▸ Your instructions: An exact copy of every record is the required answer.

━━━ Available records ━━━

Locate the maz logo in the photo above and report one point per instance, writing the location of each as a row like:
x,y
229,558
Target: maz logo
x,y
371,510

━━━

▸ Solution to this task:
Locate the maz logo in the photo above and report one point per instance, writing the location of each as a row like:
x,y
229,558
Target: maz logo
x,y
371,510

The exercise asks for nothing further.